= WORK REQUIRED =
Retype each line exactly. Skip images.

= MATERIAL SUPPLIED =
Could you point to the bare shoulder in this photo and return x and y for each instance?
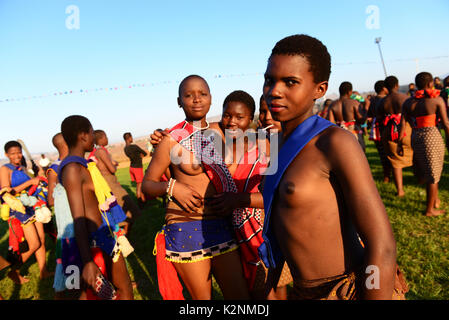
(71, 173)
(440, 100)
(400, 97)
(337, 144)
(4, 169)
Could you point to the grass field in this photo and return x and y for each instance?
(422, 243)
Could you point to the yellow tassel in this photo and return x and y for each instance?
(125, 246)
(5, 212)
(155, 246)
(13, 203)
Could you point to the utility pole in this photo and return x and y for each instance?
(377, 40)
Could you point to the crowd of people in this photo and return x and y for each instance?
(227, 214)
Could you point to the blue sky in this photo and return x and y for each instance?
(153, 45)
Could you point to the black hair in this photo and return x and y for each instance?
(98, 135)
(345, 88)
(379, 85)
(391, 82)
(243, 97)
(446, 81)
(126, 135)
(311, 49)
(12, 144)
(423, 79)
(192, 76)
(72, 126)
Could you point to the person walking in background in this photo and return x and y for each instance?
(135, 155)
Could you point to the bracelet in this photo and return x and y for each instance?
(168, 186)
(171, 191)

= TASK RESPONSE =
Could you point to the bare shoulder in this photo and return x and y for each instance?
(71, 173)
(440, 100)
(400, 97)
(337, 144)
(4, 169)
Could you point to the grass field in this photo and return x and y for each instance?
(422, 243)
Could you point to the yellow tassel in this photo and return x and y for each instance?
(125, 246)
(5, 212)
(155, 246)
(13, 203)
Could you point to the utility pole in this photo and return x and y for each instance?
(377, 40)
Could you point to the crowd of people in this photo and return x and y for each instance?
(227, 214)
Could you point to the blue sky in this photo and return x and y for each instance?
(153, 45)
Could you point to the black hair in this photo and return x and y for each instance?
(98, 135)
(345, 88)
(379, 85)
(391, 82)
(243, 97)
(446, 81)
(126, 135)
(311, 49)
(12, 144)
(423, 79)
(192, 76)
(72, 126)
Could you point to the person walking in background in this photo and return x and y for each instance?
(135, 155)
Could you point to the bracelet in this photo and return x and y for each instance?
(168, 186)
(171, 191)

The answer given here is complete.